YOUR TASK
Go through the data and copy each line that holds "coordinates".

Natural language region descriptions

☆ ☆ ☆ ☆

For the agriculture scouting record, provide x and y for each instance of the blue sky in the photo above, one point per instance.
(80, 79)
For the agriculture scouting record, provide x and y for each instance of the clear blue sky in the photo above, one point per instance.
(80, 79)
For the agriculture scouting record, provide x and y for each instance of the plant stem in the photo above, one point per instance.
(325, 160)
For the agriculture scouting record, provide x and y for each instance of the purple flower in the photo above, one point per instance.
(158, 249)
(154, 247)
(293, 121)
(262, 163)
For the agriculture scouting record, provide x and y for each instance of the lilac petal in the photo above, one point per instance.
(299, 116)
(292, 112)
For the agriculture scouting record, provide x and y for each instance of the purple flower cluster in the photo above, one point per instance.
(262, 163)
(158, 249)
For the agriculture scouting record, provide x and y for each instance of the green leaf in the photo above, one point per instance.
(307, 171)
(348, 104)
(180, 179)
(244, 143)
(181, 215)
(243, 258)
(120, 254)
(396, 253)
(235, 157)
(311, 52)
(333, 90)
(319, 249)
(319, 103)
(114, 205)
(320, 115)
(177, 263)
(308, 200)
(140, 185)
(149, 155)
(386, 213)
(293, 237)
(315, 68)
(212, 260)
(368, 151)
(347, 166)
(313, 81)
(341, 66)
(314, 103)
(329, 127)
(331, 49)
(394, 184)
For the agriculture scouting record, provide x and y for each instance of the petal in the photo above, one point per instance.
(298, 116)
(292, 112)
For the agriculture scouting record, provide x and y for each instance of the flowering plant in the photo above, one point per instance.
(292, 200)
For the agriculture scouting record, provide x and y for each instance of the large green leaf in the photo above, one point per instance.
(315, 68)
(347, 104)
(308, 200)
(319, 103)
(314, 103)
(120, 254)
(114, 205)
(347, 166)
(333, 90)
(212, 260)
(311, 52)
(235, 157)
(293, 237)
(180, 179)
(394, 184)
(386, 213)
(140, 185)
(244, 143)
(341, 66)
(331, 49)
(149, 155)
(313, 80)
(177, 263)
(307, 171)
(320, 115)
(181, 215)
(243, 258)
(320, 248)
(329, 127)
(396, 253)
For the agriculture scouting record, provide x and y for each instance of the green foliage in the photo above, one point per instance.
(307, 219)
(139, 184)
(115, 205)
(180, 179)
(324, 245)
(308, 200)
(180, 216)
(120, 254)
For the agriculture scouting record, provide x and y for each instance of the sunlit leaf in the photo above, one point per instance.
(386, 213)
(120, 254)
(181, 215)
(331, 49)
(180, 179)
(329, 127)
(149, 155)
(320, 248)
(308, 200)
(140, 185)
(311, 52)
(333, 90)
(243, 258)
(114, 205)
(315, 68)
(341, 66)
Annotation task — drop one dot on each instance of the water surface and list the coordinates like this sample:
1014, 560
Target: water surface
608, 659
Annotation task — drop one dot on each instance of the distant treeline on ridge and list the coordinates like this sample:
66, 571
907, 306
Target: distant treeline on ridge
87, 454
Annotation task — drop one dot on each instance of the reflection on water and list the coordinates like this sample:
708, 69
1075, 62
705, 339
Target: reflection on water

☆ ☆ ☆ ☆

ANSWER SECTION
Annotation task — drop one dot on each instance of the water surface and list the coordinates like this sample:
Annotation task — drop one dot on each instance of the distant treeline on ridge and list the coordinates like this sample:
Annotation task — drop one dot on each instance of the reflection on water and list the coordinates like this sample:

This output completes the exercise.